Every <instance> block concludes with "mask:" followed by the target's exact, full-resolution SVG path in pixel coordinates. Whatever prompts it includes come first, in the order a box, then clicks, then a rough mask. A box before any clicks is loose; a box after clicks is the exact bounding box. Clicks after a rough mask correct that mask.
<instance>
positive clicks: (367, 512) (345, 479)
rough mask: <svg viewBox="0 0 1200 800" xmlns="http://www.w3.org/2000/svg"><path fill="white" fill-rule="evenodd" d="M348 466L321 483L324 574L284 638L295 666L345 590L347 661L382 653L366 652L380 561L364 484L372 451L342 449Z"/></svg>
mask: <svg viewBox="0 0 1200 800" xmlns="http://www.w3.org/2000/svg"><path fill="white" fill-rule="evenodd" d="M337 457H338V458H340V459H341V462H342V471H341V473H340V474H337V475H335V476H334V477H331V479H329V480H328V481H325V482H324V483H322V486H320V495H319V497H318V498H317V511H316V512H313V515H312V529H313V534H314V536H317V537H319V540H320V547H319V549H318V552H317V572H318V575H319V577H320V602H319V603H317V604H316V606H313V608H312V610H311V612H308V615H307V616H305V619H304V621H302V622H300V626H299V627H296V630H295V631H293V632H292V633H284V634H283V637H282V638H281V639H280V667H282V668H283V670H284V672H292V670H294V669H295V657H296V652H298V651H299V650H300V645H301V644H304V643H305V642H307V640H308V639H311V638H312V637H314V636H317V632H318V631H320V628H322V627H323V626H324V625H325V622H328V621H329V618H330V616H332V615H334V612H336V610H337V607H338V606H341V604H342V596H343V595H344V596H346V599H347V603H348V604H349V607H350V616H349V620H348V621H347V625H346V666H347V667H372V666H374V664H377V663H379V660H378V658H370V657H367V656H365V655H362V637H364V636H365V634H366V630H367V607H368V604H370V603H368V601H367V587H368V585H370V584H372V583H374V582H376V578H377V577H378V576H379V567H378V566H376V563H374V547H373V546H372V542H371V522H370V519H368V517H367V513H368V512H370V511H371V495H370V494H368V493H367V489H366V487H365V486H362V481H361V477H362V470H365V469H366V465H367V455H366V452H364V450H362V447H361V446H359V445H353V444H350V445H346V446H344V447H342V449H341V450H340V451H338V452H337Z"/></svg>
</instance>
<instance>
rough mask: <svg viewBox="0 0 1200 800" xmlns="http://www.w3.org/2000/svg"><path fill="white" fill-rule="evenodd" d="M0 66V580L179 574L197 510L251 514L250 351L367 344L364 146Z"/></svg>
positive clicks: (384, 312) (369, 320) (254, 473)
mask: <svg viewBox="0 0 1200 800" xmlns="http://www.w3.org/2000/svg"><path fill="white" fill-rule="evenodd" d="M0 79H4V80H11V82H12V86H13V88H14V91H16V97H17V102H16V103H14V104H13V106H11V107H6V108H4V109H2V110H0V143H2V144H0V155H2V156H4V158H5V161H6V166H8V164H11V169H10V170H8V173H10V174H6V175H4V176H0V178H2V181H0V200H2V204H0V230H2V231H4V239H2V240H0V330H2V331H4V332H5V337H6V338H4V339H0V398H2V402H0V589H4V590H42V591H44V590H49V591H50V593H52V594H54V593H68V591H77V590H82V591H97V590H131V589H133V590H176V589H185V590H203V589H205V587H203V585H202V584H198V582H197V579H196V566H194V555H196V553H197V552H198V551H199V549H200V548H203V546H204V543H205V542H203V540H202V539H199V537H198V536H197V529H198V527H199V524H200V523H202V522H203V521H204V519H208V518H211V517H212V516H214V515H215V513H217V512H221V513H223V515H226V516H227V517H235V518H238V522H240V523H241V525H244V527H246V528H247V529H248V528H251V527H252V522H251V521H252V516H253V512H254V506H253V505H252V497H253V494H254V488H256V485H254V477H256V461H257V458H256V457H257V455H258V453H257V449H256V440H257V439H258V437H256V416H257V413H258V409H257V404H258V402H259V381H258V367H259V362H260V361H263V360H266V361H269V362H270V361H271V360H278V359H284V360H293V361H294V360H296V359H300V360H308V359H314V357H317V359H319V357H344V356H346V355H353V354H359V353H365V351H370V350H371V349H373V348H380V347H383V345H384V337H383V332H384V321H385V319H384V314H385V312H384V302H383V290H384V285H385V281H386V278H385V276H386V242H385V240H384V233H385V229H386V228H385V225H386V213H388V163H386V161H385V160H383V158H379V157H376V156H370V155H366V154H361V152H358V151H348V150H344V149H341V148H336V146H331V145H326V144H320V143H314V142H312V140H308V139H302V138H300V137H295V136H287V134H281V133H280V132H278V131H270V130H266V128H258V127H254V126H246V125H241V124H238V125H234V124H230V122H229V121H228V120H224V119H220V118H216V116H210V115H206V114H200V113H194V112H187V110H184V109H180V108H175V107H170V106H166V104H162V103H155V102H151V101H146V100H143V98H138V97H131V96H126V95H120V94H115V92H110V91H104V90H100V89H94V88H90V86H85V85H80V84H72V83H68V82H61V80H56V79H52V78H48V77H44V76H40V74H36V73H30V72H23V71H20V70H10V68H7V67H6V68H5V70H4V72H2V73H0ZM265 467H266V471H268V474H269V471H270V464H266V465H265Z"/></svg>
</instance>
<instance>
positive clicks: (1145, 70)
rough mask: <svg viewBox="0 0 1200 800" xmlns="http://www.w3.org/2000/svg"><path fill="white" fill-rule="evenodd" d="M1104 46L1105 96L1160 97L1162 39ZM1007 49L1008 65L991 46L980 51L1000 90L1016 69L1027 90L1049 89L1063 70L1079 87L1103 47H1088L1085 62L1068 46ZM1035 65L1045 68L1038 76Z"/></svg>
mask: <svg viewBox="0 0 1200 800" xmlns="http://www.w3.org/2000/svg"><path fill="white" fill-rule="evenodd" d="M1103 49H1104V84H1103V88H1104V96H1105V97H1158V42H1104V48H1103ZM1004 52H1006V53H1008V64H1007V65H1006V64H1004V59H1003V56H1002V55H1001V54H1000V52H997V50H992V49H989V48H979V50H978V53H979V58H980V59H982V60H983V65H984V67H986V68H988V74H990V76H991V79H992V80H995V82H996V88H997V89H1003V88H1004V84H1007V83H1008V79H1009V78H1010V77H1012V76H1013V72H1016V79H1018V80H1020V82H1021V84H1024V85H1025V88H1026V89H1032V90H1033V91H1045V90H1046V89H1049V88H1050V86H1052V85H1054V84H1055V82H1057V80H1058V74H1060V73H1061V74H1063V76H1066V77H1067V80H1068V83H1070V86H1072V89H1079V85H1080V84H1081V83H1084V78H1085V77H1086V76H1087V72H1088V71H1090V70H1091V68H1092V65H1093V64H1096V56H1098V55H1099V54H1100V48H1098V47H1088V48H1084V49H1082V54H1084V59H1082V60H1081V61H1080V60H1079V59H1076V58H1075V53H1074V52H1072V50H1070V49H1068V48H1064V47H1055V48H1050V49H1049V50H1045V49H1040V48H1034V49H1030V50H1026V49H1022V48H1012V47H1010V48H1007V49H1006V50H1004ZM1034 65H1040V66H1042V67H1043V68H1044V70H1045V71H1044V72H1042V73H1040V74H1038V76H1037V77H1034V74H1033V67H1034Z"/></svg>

• [EXERCISE GOAL]:
Convert all the items above into a two-column CSV with the header input,output. Give one row per item, with its text under input and its answer under output, each as a single quoted field with line breaks replaced by spaces.

• [OUTPUT FOR THIS TASK]:
input,output
"Every <instance> block concludes with ""mask:"" followed by the target's exact, full-resolution SVG path in pixel coordinates. Whatever prompts it includes come first, in the order a box, then clicks, then a rough mask. A box before any clicks is loose; a box after clicks is the exact bounding box. Clicks after a rough mask correct that mask. <instance> positive clicks: (367, 512) (345, 479) rough mask: <svg viewBox=""0 0 1200 800"" xmlns=""http://www.w3.org/2000/svg""><path fill=""white"" fill-rule=""evenodd"" d=""M348 466L321 483L324 574L284 638L295 666L345 590L347 661L382 653L366 652L380 561L364 484L372 451L342 449Z""/></svg>","mask: <svg viewBox=""0 0 1200 800"" xmlns=""http://www.w3.org/2000/svg""><path fill=""white"" fill-rule=""evenodd"" d=""M337 457H338V458H340V459H341V462H342V471H341V473H340V474H337V475H335V476H334V477H331V479H329V480H328V481H325V482H324V483H322V486H320V495H319V497H318V498H317V511H316V512H313V515H312V529H313V534H314V536H317V537H319V540H320V547H319V549H318V552H317V572H318V575H319V577H320V602H319V603H317V604H316V606H313V608H312V610H311V612H308V615H307V616H305V619H304V621H302V622H300V626H299V627H296V630H295V631H293V632H292V633H284V634H283V637H282V638H281V639H280V667H282V668H283V670H284V672H292V670H294V669H295V657H296V652H298V651H299V650H300V645H301V644H304V643H305V642H307V640H308V639H311V638H312V637H314V636H317V632H318V631H320V628H322V627H323V626H324V625H325V622H328V621H329V618H330V616H332V615H334V612H336V610H337V607H338V606H341V604H342V596H343V595H344V596H346V599H347V603H348V604H349V607H350V616H349V620H348V621H347V625H346V666H347V667H372V666H374V664H377V663H379V660H378V658H370V657H367V656H365V655H362V637H364V636H365V634H366V630H367V607H368V604H370V603H368V601H367V587H368V585H370V584H372V583H374V582H376V578H377V577H378V576H379V567H378V566H376V563H374V547H373V546H372V542H371V522H370V519H368V517H367V513H368V512H370V511H371V495H370V494H368V493H367V489H366V487H365V486H362V481H361V477H362V470H365V469H366V465H367V455H366V452H364V450H362V447H361V446H359V445H353V444H350V445H346V446H344V447H342V449H341V450H340V451H338V452H337Z""/></svg>"
"</instance> <instance> rough mask: <svg viewBox=""0 0 1200 800"" xmlns=""http://www.w3.org/2000/svg""><path fill=""white"" fill-rule=""evenodd"" d=""M0 66V580L179 574L197 510L251 514L250 351L367 344L364 146Z""/></svg> positive clicks:","(384, 312) (369, 320) (254, 473) mask: <svg viewBox=""0 0 1200 800"" xmlns=""http://www.w3.org/2000/svg""><path fill=""white"" fill-rule=""evenodd"" d=""M0 79H4V80H11V82H12V86H13V88H14V91H16V97H17V102H16V103H14V104H13V106H11V107H6V108H4V109H2V110H0V143H2V144H0V155H2V156H4V158H5V161H6V166H8V164H11V169H10V170H8V173H10V174H6V175H4V176H0V178H2V181H0V200H2V204H0V230H2V231H4V239H2V240H0V330H2V331H4V332H5V337H6V338H4V339H0V398H2V402H0V589H4V590H42V591H44V590H49V591H50V593H52V594H54V593H68V591H77V590H82V591H97V590H131V589H133V590H176V589H185V590H203V589H205V587H203V585H202V584H198V582H197V579H196V566H194V555H196V553H197V552H198V551H199V549H200V548H203V546H204V543H205V542H203V540H202V539H199V537H198V536H197V529H198V527H199V524H200V523H202V522H203V521H204V519H208V518H211V517H212V516H214V515H215V513H217V512H221V513H223V515H226V516H227V517H235V518H238V522H240V523H241V525H244V527H246V528H247V529H248V528H251V527H252V522H251V521H252V516H253V512H254V506H253V505H252V497H253V494H254V488H256V485H254V477H256V461H257V458H256V457H257V455H258V453H257V449H256V440H257V439H258V437H256V416H257V413H258V409H257V404H258V402H259V381H258V367H259V362H260V361H263V360H266V361H269V362H270V361H271V360H278V359H284V360H293V361H294V360H296V359H300V360H308V359H314V357H317V359H319V357H344V356H346V355H353V354H359V353H365V351H370V350H371V349H373V348H380V347H383V345H384V337H383V332H384V321H385V319H384V314H385V312H384V302H383V290H384V285H385V281H386V278H385V276H386V242H385V240H384V233H385V229H386V228H385V225H386V213H388V163H386V161H385V160H383V158H379V157H376V156H370V155H366V154H361V152H358V151H348V150H344V149H341V148H336V146H331V145H326V144H320V143H314V142H312V140H308V139H302V138H300V137H295V136H287V134H281V133H280V132H278V131H270V130H266V128H258V127H254V126H246V125H241V124H238V125H234V124H230V122H229V121H228V120H224V119H220V118H216V116H210V115H206V114H200V113H194V112H187V110H184V109H180V108H175V107H170V106H166V104H162V103H155V102H151V101H146V100H143V98H138V97H131V96H126V95H120V94H115V92H110V91H104V90H100V89H94V88H90V86H85V85H80V84H72V83H68V82H61V80H56V79H52V78H48V77H44V76H40V74H36V73H30V72H23V71H20V70H10V68H7V67H6V68H5V70H4V72H2V73H0ZM265 467H266V471H268V474H269V471H270V464H266V465H265Z""/></svg>"
"</instance> <instance> positive clicks: (1145, 70) rough mask: <svg viewBox=""0 0 1200 800"" xmlns=""http://www.w3.org/2000/svg""><path fill=""white"" fill-rule=""evenodd"" d=""M1104 46L1105 96L1160 97L1162 39ZM1007 49L1008 65L991 46L980 51L1000 90L1016 69L1027 90L1049 89L1063 70L1079 87L1103 47H1088L1085 62L1068 46ZM1035 65L1045 68L1038 76Z""/></svg>","mask: <svg viewBox=""0 0 1200 800"" xmlns=""http://www.w3.org/2000/svg""><path fill=""white"" fill-rule=""evenodd"" d=""M1103 49H1104V84H1103V88H1104V96H1105V97H1158V42H1104V48H1103ZM1004 52H1006V53H1008V64H1007V65H1006V64H1004V59H1003V56H1002V55H1001V54H1000V52H997V50H992V49H989V48H979V50H978V53H979V58H980V59H982V60H983V65H984V67H986V68H988V74H990V76H991V79H992V80H995V82H996V88H997V89H1003V88H1004V84H1007V83H1008V79H1009V78H1010V77H1012V76H1013V72H1016V79H1018V80H1020V82H1021V84H1024V85H1025V88H1026V89H1032V90H1033V91H1045V90H1046V89H1049V88H1050V86H1052V85H1054V84H1055V82H1057V80H1058V74H1060V73H1061V74H1063V76H1066V77H1067V80H1068V83H1070V86H1072V89H1079V85H1080V84H1081V83H1084V78H1085V77H1086V76H1087V72H1088V71H1090V70H1091V68H1092V65H1093V64H1096V56H1098V55H1099V54H1100V48H1098V47H1088V48H1084V49H1082V54H1084V59H1082V60H1081V61H1080V60H1079V59H1076V58H1075V53H1074V52H1072V50H1070V49H1068V48H1064V47H1055V48H1050V49H1049V50H1045V49H1040V48H1034V49H1030V50H1026V49H1022V48H1012V47H1010V48H1007V49H1006V50H1004ZM1034 65H1040V66H1042V67H1043V68H1044V70H1045V71H1044V72H1042V73H1040V74H1038V76H1037V77H1034V74H1033V67H1034Z""/></svg>"